── Supplied material ──

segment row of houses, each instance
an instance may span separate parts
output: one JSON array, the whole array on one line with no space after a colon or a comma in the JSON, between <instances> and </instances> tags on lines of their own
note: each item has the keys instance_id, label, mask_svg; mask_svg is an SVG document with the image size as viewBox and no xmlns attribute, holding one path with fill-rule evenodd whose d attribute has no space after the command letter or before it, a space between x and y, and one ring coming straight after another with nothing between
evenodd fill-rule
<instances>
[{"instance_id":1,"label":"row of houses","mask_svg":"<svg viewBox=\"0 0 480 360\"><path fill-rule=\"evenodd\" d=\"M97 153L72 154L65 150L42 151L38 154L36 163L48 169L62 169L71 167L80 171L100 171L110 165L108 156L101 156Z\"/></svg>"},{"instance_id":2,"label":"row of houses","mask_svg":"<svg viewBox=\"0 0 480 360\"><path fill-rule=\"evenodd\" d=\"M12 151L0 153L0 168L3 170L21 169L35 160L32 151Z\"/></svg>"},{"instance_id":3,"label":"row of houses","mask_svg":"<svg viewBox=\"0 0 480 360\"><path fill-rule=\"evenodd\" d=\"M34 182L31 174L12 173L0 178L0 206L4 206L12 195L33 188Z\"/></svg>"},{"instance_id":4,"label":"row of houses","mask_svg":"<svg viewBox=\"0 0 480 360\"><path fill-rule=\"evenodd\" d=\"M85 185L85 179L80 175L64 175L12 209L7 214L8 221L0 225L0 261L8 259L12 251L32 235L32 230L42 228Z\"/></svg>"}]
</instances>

───

* Directions for this task *
Please write out all of the records above, character for character.

* Exercise response *
segment row of houses, each instance
an instance may span separate parts
output: one JSON array, the whole array on one line with no space after a colon or a comma in the JSON, between <instances> and </instances> tags on lines of their own
note: each item has the keys instance_id, label, mask_svg; mask_svg is an SVG document with the image size as viewBox and no xmlns attribute, holding one path with fill-rule evenodd whose d attribute has no space after the command letter or before it, a space between x and y, and one ring coming straight after another with nothing between
evenodd fill-rule
<instances>
[{"instance_id":1,"label":"row of houses","mask_svg":"<svg viewBox=\"0 0 480 360\"><path fill-rule=\"evenodd\" d=\"M97 153L72 154L65 150L42 151L38 154L36 163L48 169L62 169L71 167L80 171L100 171L110 165L108 156L101 156Z\"/></svg>"},{"instance_id":2,"label":"row of houses","mask_svg":"<svg viewBox=\"0 0 480 360\"><path fill-rule=\"evenodd\" d=\"M12 151L0 153L0 168L3 170L21 169L35 160L32 151Z\"/></svg>"},{"instance_id":3,"label":"row of houses","mask_svg":"<svg viewBox=\"0 0 480 360\"><path fill-rule=\"evenodd\" d=\"M34 182L31 174L12 173L0 178L0 206L4 206L12 195L33 188Z\"/></svg>"},{"instance_id":4,"label":"row of houses","mask_svg":"<svg viewBox=\"0 0 480 360\"><path fill-rule=\"evenodd\" d=\"M85 185L85 179L80 175L64 175L12 209L7 214L8 221L0 225L0 261L8 259L12 251L32 235L32 230L42 228Z\"/></svg>"}]
</instances>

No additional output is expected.